▸ **Reading text**:
It is particularly important to examine the “Iron Wall” axiom. Jabotinsky’s conception of an Iron Wall – a Spartan State living on its sword – that would ultimately convince the Arabs to make Peace became an implicit foundation of Israel’s Security conception. Did Israeli Security benefit from following this Logic? This study argues that it did not. On the contrary, Israel’s success in fighting Wars did not result in a greater degree of acceptance by its enemies. Its greatest military victory only served to increase Arab motivation to fight. Rather, it was only when Israel’s leaders reached the conclusion that the sword cannot “devour forever” – to use Dayan’s phrase – and realised the need for concessions that Israel got its Peace. Technological and military superiority did not save Israeli Society from paying a high price due to Palestinian Terrorism and Hizballah guerilla Warfare. It was only its unilateral withdrawal from Lebanon that cut its losses in that unfortunate War (also driven by the Iron Wall conception). And it may well be that its decision to build a wall around the West Bank and Gaza – which is an actual admission of defeat of military strategy in the Al Aqsa Intifada – will serve to cut down on its casualties in this unfortunate and prolonged fiasco.

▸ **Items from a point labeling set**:
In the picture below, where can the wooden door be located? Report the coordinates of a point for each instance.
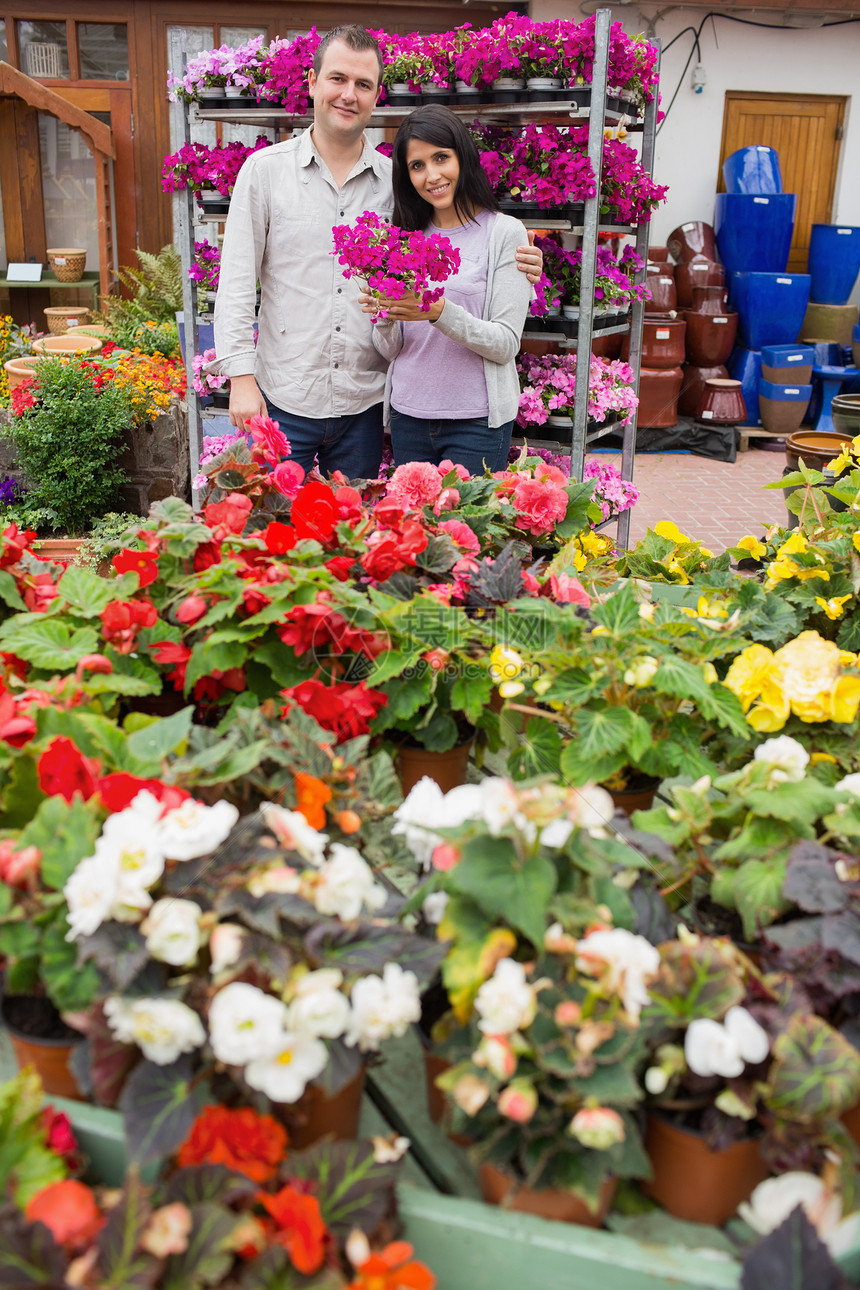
(806, 130)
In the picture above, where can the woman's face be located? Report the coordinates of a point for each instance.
(435, 172)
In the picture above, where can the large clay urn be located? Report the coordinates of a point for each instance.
(694, 386)
(662, 343)
(696, 272)
(711, 337)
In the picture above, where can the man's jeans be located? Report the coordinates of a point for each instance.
(348, 444)
(469, 443)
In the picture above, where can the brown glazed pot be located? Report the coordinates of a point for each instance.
(711, 338)
(709, 299)
(695, 1183)
(502, 1188)
(662, 342)
(316, 1115)
(696, 272)
(815, 448)
(664, 297)
(691, 240)
(446, 768)
(48, 1057)
(723, 403)
(694, 387)
(659, 392)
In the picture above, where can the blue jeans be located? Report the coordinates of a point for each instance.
(348, 444)
(469, 443)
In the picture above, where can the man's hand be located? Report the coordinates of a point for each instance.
(530, 259)
(245, 401)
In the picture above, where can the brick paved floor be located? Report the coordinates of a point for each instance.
(714, 502)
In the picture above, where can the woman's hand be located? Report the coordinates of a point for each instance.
(405, 310)
(530, 259)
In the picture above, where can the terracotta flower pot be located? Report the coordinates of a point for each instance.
(662, 343)
(711, 338)
(694, 387)
(446, 768)
(696, 272)
(659, 397)
(723, 403)
(709, 299)
(560, 1206)
(317, 1115)
(693, 239)
(48, 1057)
(694, 1182)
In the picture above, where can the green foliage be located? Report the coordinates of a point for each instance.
(68, 445)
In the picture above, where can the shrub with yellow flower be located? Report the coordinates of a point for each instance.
(810, 677)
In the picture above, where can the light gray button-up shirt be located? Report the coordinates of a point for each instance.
(315, 354)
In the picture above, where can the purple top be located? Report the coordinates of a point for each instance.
(433, 376)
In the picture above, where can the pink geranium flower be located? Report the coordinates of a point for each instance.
(414, 484)
(540, 506)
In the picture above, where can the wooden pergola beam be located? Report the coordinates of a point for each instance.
(44, 99)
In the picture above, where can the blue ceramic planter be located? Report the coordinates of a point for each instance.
(745, 365)
(771, 307)
(754, 234)
(753, 170)
(834, 262)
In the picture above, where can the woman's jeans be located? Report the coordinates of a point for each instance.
(469, 443)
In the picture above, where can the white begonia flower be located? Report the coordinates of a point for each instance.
(435, 906)
(195, 830)
(383, 1006)
(294, 833)
(506, 1002)
(709, 1049)
(748, 1035)
(89, 893)
(625, 962)
(417, 818)
(226, 946)
(346, 884)
(245, 1023)
(776, 1197)
(172, 930)
(163, 1028)
(787, 757)
(319, 1005)
(295, 1059)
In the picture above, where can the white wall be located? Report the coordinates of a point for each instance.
(814, 61)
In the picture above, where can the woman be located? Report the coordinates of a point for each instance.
(453, 385)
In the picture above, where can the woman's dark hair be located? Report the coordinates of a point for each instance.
(436, 124)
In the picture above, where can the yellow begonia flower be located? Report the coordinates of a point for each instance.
(792, 546)
(756, 548)
(833, 608)
(748, 674)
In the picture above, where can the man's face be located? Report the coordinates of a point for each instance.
(344, 93)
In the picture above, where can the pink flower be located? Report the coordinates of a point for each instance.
(539, 506)
(270, 443)
(460, 535)
(288, 477)
(569, 591)
(414, 484)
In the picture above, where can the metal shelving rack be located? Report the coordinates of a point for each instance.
(588, 103)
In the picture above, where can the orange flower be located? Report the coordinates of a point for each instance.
(299, 1227)
(393, 1268)
(312, 795)
(241, 1139)
(68, 1210)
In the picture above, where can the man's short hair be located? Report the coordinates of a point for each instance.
(355, 36)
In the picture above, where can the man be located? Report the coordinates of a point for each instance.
(315, 368)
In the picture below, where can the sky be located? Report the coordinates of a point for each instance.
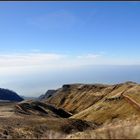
(44, 45)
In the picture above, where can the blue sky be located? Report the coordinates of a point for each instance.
(41, 39)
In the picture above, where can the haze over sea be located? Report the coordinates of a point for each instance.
(44, 45)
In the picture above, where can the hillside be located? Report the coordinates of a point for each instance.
(75, 111)
(98, 103)
(8, 95)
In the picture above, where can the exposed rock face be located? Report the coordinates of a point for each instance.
(48, 94)
(6, 94)
(38, 108)
(98, 102)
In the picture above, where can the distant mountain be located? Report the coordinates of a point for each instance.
(47, 95)
(9, 95)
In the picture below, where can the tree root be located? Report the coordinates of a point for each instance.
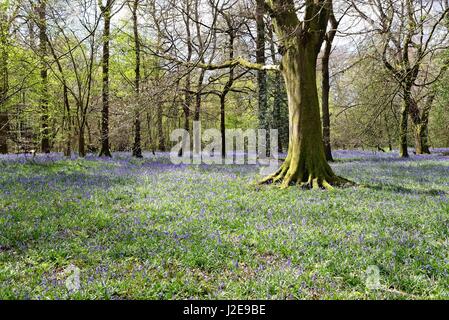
(285, 179)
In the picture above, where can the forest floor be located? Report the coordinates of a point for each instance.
(149, 229)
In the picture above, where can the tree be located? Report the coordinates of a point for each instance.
(42, 25)
(409, 32)
(106, 12)
(300, 43)
(260, 59)
(5, 24)
(325, 85)
(137, 148)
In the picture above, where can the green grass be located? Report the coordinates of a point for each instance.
(150, 230)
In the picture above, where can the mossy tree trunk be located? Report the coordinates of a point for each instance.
(137, 148)
(4, 33)
(421, 122)
(325, 87)
(106, 11)
(42, 24)
(306, 163)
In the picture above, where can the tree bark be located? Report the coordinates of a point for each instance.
(306, 163)
(4, 83)
(421, 123)
(325, 83)
(137, 148)
(42, 24)
(81, 143)
(105, 149)
(3, 132)
(260, 59)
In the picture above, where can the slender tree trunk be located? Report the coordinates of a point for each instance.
(188, 81)
(223, 124)
(325, 103)
(42, 24)
(4, 83)
(260, 59)
(325, 83)
(160, 131)
(69, 127)
(196, 116)
(277, 101)
(421, 122)
(137, 148)
(403, 122)
(4, 132)
(105, 148)
(306, 163)
(81, 142)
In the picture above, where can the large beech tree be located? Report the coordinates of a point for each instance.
(300, 43)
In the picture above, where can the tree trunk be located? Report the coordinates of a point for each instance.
(306, 163)
(403, 123)
(325, 102)
(421, 122)
(277, 100)
(325, 83)
(223, 125)
(260, 59)
(81, 143)
(42, 24)
(3, 132)
(196, 116)
(105, 150)
(4, 83)
(137, 148)
(160, 131)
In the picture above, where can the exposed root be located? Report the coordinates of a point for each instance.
(286, 179)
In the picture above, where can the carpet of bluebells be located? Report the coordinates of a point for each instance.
(148, 229)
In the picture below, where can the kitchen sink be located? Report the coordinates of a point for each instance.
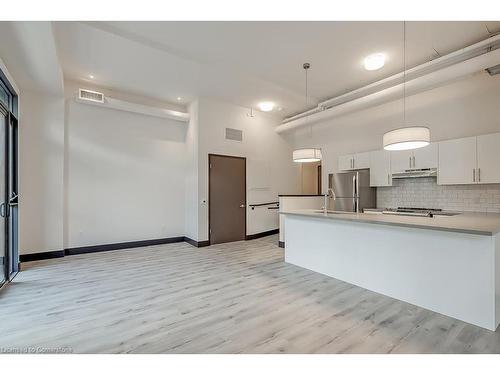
(332, 212)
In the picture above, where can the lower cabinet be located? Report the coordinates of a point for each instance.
(380, 168)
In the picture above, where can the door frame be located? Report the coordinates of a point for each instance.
(11, 226)
(209, 203)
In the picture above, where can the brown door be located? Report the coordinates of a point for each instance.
(227, 198)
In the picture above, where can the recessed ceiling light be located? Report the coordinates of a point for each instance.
(375, 61)
(266, 106)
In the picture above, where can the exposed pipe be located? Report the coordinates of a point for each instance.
(463, 62)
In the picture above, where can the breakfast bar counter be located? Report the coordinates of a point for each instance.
(447, 264)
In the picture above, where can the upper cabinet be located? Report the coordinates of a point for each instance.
(401, 160)
(380, 168)
(420, 158)
(426, 157)
(457, 161)
(345, 162)
(488, 159)
(471, 160)
(354, 161)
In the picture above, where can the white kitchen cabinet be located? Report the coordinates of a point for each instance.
(420, 158)
(345, 162)
(488, 159)
(354, 161)
(380, 168)
(426, 157)
(362, 160)
(401, 160)
(457, 161)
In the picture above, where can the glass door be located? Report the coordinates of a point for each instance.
(13, 198)
(4, 256)
(9, 259)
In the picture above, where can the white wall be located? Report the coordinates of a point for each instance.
(125, 177)
(191, 174)
(41, 159)
(467, 107)
(270, 169)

▸ **Directives**:
1: Name every geographic place that the passage on the Iron Wall and Israeli security mentions by name.
2: In the Iron Wall passage, which phrase is credited to Dayan?
3: Extend the passage on Israel's Iron Wall security conception, starting after its final sentence.

▸ **Exercise answers**:
1: Israel, Lebanon, the West Bank, Gaza

2: That the sword cannot "devour forever."

3:
Because many of the basic axioms of Israel’s Security conception appear to be flawed, quite a few of the principles of Israel’s strategic doctrine discussed in chapter 1 are in need of revision. This need stems both from discrepancies between the abstract principles and their practical implementation and from basic problems with the principles themselves. I discuss briefly how the major principles of Israel’s Security doctrine match with the findings of the present study.

ii) Quite a few of the basic principles of Israel’s Security doctrine either have not been applied in accordance with the doctrine or have not been adhered to at all. Consequently, it is imperative to reassess these principles and to revise at least some of them.
I review here very briefly each of the basic principles of Israel’s Security doctrine, discuss their inherent theoretical problems of the problems related to their application, and suggest ways in which they should be reassessed and revised.

a) The principle of qualitative edge.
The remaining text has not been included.